**Text**
BEGIN

The five-person Board of Directors of Intouch comprises three independent directors who are unrelated to the Company. One director owns more than 10% of the outstanding shares, and the other as Chief Executive Officer of the Company. The entire Board fulfils the Audit Committee and all directors other than the Chief Executive Officer fulfil the Compensation Committee mandates. The Board and Management will continue to ensure compliance with regulatory requirements.

RISK MANAGEMENT

The Board of Directors has overall responsibility for the establishment and oversight of the Company's risk management framework. The Board of Directors has established the Audit Committee which is responsible for developing and monitoring the Company's compliance with risk management policies and procedures. The Audit Committee regularly reports to the Board of Directors on its activities.

The Company's risk management program seeks to minimize potential adverse effects on the Company's financial performance and ultimately shareholder value. The Company manages its risks and risk exposures through a combination of insurance, a system of internal and disclosure controls and sound business practices.

END

**Short task A**
Pick out every line of the records that contains the string "flame", matching case exactly.
The governance excerpt and the records come from unrelated sources.

**Material shown**
BEGIN

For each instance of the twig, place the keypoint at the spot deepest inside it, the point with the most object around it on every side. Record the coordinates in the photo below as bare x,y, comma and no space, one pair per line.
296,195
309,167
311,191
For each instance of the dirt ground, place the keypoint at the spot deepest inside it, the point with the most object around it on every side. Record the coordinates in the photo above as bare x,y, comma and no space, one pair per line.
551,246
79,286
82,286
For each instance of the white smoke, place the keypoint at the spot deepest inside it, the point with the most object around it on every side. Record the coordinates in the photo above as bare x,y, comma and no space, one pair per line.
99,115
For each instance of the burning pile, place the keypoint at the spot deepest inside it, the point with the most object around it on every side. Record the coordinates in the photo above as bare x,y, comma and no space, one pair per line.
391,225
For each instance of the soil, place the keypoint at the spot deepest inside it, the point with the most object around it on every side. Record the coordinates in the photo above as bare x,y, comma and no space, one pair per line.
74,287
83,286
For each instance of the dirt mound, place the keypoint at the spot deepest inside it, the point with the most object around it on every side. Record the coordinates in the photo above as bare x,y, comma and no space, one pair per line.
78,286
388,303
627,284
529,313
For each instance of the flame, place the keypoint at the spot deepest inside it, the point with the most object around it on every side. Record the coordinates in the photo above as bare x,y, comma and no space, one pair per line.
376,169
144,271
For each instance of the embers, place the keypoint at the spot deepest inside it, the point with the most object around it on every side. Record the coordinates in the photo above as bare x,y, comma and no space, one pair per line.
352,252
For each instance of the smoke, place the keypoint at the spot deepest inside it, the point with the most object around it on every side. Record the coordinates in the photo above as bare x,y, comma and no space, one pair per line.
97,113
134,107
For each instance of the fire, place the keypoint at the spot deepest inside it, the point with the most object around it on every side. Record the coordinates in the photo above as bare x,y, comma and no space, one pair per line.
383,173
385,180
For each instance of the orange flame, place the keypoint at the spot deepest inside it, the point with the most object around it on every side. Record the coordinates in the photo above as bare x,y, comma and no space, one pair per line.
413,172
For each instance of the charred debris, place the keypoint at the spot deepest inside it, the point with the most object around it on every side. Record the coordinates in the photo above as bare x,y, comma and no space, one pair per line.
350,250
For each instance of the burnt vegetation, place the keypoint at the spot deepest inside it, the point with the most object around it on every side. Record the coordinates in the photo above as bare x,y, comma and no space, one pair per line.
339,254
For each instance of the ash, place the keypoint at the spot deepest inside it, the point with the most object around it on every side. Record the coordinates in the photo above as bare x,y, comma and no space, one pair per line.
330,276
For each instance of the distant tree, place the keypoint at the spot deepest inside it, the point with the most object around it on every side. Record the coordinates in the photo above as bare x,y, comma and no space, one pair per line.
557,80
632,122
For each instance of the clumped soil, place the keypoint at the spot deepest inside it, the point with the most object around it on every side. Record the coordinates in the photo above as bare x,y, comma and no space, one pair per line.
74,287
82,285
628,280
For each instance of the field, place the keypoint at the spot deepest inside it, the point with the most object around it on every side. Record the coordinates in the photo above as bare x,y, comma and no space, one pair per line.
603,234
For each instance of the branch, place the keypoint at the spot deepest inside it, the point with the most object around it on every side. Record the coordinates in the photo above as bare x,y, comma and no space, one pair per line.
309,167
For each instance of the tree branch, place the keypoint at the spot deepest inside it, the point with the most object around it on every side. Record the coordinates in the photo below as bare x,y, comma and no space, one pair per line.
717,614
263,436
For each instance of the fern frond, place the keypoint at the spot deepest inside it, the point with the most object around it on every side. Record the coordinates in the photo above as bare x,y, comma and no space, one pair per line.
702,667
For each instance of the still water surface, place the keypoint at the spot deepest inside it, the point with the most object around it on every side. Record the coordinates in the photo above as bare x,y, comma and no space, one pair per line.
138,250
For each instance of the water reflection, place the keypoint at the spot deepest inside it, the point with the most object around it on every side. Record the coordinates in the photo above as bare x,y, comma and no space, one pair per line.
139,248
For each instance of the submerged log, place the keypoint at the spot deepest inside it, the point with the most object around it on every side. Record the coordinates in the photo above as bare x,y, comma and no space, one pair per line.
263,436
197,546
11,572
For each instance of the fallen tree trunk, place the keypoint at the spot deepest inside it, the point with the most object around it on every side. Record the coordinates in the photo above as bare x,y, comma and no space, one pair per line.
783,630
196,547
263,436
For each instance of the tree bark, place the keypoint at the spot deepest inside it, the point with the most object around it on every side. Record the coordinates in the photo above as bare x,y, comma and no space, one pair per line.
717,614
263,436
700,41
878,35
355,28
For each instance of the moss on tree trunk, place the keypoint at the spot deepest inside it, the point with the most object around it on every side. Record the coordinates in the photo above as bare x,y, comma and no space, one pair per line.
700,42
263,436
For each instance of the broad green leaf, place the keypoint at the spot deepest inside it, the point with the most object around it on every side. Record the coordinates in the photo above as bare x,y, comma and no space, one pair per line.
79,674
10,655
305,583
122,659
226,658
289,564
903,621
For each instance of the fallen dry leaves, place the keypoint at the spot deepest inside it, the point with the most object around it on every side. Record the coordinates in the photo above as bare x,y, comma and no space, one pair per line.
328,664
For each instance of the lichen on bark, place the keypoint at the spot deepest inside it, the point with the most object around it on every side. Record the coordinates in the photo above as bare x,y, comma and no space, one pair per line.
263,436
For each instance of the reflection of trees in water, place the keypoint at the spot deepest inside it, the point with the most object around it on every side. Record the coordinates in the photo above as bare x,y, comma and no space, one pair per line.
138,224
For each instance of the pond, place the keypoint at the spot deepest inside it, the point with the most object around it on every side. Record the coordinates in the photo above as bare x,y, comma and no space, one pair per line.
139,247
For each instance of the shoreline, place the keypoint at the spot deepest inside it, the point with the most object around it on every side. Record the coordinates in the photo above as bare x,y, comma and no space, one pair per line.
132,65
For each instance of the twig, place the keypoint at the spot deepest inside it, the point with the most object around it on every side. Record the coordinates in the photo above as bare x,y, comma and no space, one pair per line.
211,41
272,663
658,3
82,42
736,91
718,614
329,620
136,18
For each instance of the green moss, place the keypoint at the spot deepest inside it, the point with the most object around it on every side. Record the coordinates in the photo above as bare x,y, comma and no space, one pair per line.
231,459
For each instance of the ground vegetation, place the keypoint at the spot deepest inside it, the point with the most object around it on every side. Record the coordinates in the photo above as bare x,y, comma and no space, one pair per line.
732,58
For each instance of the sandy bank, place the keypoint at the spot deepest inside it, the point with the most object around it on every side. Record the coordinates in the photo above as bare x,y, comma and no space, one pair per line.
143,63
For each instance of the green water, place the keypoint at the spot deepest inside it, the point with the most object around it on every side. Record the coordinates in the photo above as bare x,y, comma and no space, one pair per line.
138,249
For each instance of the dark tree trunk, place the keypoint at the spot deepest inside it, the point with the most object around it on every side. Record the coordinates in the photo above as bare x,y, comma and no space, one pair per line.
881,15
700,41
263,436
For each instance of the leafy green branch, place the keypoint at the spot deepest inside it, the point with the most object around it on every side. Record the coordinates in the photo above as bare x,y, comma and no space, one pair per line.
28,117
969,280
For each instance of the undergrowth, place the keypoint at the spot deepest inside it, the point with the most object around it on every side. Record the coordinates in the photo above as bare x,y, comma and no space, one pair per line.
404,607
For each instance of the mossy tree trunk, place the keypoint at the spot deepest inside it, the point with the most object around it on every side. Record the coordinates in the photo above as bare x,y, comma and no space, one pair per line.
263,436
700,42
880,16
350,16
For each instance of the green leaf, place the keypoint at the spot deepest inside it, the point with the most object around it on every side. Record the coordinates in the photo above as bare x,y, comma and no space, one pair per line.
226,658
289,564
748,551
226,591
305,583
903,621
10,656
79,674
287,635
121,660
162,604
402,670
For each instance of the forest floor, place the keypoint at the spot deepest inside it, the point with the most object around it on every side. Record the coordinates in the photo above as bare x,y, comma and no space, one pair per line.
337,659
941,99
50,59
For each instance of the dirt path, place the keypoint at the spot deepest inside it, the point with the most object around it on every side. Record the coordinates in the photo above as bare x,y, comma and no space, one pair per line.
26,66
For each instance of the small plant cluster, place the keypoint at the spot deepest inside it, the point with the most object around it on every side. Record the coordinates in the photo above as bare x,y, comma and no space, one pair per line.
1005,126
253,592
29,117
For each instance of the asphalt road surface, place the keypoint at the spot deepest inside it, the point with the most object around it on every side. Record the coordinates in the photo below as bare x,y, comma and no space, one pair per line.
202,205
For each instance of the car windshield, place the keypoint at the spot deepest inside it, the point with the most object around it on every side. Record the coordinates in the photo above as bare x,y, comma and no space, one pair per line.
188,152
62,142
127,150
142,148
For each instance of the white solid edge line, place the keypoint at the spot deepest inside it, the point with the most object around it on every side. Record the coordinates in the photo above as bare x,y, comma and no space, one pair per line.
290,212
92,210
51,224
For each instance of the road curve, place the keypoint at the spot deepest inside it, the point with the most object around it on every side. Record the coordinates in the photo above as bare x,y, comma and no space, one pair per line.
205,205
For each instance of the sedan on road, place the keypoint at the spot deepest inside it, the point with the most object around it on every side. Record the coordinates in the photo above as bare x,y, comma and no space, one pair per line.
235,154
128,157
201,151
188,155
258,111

END

**Short task B**
In the governance excerpt, which committee is responsible for developing and monitoring the Company's compliance with risk management policies and procedures?

**Exercise solution A**
For each instance of the flame, place the keypoint at the spot deepest inside it, the point with the most object around it on every side. Record the coordinates in the photo above as bare x,y, comma and no space, one pair per line.
For each instance of the orange flame, place the keypoint at the spot deepest inside it, the point with the most object around it on every side. Record the coordinates in the photo above as bare x,y, comma and no space, one pair per line.

**Exercise solution B**
The Audit Committee.